**Task instructions**
Please quote the material exactly, every line of it.

--- Given records ---

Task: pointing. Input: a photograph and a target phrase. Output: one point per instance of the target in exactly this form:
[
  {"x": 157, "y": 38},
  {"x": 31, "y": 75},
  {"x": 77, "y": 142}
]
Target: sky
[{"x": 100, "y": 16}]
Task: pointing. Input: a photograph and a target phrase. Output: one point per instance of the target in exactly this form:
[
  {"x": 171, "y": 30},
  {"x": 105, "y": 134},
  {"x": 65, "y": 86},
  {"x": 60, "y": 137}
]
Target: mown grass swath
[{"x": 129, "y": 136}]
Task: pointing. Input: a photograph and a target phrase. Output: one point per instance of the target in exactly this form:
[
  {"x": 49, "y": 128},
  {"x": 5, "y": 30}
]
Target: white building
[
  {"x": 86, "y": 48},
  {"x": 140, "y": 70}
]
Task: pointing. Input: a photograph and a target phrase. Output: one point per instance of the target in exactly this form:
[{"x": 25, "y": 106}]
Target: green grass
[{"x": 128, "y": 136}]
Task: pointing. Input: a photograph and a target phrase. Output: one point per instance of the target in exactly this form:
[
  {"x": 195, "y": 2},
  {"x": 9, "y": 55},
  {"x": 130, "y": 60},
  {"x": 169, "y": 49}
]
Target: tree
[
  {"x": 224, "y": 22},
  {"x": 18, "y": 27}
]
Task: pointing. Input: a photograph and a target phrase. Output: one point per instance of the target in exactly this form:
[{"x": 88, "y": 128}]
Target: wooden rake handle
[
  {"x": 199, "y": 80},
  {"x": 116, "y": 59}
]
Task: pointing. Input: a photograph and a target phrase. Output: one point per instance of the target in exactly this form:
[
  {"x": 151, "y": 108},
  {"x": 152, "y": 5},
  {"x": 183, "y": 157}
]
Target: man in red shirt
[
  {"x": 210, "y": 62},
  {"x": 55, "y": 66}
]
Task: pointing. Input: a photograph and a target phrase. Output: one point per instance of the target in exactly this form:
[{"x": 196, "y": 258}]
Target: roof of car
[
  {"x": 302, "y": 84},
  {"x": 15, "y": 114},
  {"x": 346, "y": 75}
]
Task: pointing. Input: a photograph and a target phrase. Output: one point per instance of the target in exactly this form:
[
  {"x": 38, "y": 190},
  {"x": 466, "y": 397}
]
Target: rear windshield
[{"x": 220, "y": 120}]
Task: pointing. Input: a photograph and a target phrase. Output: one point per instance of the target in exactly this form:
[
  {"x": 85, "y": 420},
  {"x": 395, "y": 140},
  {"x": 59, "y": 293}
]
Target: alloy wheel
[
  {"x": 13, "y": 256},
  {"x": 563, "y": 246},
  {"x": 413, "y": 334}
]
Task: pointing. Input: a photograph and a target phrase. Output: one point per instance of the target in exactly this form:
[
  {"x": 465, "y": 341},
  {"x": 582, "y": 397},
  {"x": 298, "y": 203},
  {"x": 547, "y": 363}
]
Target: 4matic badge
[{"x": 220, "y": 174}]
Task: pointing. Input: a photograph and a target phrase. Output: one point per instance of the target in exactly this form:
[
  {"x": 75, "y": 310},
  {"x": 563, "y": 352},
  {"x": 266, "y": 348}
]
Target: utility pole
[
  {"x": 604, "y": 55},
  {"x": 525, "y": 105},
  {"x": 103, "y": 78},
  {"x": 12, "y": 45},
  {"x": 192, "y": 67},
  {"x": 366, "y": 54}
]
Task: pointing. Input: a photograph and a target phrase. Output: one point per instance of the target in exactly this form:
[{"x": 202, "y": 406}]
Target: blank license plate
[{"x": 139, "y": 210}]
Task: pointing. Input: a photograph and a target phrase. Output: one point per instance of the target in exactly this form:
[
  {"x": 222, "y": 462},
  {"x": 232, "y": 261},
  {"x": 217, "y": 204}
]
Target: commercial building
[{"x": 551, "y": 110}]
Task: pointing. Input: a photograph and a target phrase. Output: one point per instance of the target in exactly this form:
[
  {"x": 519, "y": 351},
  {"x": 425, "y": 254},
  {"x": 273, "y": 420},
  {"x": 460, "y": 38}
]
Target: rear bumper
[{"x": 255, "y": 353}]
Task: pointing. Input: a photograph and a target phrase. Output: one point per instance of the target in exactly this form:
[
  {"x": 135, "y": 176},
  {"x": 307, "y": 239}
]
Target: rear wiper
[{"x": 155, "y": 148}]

---

**Task output**
Task: pointing. Input: a photograph and a target phrase. Output: one point per instance of the target in exactly this form:
[
  {"x": 157, "y": 38},
  {"x": 31, "y": 75},
  {"x": 77, "y": 142}
]
Target: sky
[{"x": 100, "y": 16}]
Task: pointing. Input: a photograph and a target phrase. Output: one point per instance of the target in exactly this form:
[
  {"x": 171, "y": 30},
  {"x": 105, "y": 134},
  {"x": 65, "y": 86},
  {"x": 60, "y": 137}
]
Target: mown grass swath
[{"x": 129, "y": 136}]
Task: pointing. Input: a photograph and a target phrase. Output: one point per instance of the target in exactly this form:
[
  {"x": 49, "y": 128},
  {"x": 5, "y": 30}
]
Target: white building
[
  {"x": 86, "y": 48},
  {"x": 140, "y": 70}
]
Task: pointing. Input: a photograph and a target phrase. Output: one point per instance of the target in exactly this form:
[{"x": 25, "y": 106}]
Target: green grass
[{"x": 128, "y": 136}]
Task: pointing. Input: a photograph and a target phrase. Output: one point per instance of the target in exactly this form:
[
  {"x": 195, "y": 2},
  {"x": 9, "y": 55},
  {"x": 130, "y": 60},
  {"x": 169, "y": 49}
]
Target: tree
[
  {"x": 224, "y": 22},
  {"x": 18, "y": 27}
]
Task: pointing. Input: a photograph and a target phrase. Output: one point per instance of the target in exactly this form:
[{"x": 88, "y": 128}]
Target: wooden rake handle
[
  {"x": 199, "y": 80},
  {"x": 116, "y": 59}
]
Task: pointing. Input: a photograph and a target phrase. Output: one point per instance of the target in exactly this form:
[
  {"x": 151, "y": 108},
  {"x": 152, "y": 5},
  {"x": 183, "y": 157}
]
Target: man in red shirt
[
  {"x": 210, "y": 62},
  {"x": 55, "y": 66}
]
Task: pointing. Input: a photograph and a target phrase. Output: one point per instance of the target in exactly this form:
[{"x": 196, "y": 258}]
Target: roof of car
[
  {"x": 302, "y": 84},
  {"x": 15, "y": 114},
  {"x": 346, "y": 75}
]
Task: pointing. Input: a photograph and a target phrase. Output: one point per instance of the target in exactly this form:
[
  {"x": 38, "y": 190},
  {"x": 466, "y": 397}
]
Target: rear windshield
[{"x": 220, "y": 120}]
Task: pointing. Input: a photograph and a target phrase. Output: one point per instance of the target in exactly this form:
[
  {"x": 85, "y": 420},
  {"x": 395, "y": 140},
  {"x": 59, "y": 293}
]
Target: alloy wheel
[
  {"x": 13, "y": 256},
  {"x": 563, "y": 246},
  {"x": 413, "y": 334}
]
Task: pointing. Input: a photograph and a target phrase. Output: one point per instance of the target in exactly this form:
[
  {"x": 465, "y": 341},
  {"x": 582, "y": 397},
  {"x": 298, "y": 203},
  {"x": 547, "y": 363}
]
Target: 4matic badge
[{"x": 220, "y": 174}]
Task: pointing. Input: a photograph and a target phrase. Output: one point per instance of the target in exactly this form:
[
  {"x": 75, "y": 310},
  {"x": 563, "y": 352},
  {"x": 266, "y": 348}
]
Target: utility pole
[
  {"x": 604, "y": 55},
  {"x": 525, "y": 105},
  {"x": 103, "y": 78},
  {"x": 12, "y": 45},
  {"x": 192, "y": 67},
  {"x": 366, "y": 54}
]
Task: pointing. Input: a photograph and a target phrase. Output: one point per instance of the target in exactly this form:
[{"x": 202, "y": 406}]
Target: blank license plate
[{"x": 139, "y": 210}]
Task: pointing. Input: a photograph and a target phrase. Output: one point per instance of the target in exactly this form:
[
  {"x": 222, "y": 462},
  {"x": 232, "y": 261},
  {"x": 217, "y": 204}
]
Target: commercial building
[{"x": 551, "y": 110}]
Task: pointing. Input: a photograph and a target phrase. Output: one point per instance of the target in exactly this form:
[
  {"x": 519, "y": 351},
  {"x": 425, "y": 254},
  {"x": 273, "y": 420},
  {"x": 460, "y": 38}
]
Target: rear bumper
[{"x": 255, "y": 353}]
Task: pointing. Input: a photograph and a target phrase. Output: one point per instance of the target in exactly this form:
[
  {"x": 135, "y": 176},
  {"x": 307, "y": 239}
]
Target: rear wiper
[{"x": 155, "y": 148}]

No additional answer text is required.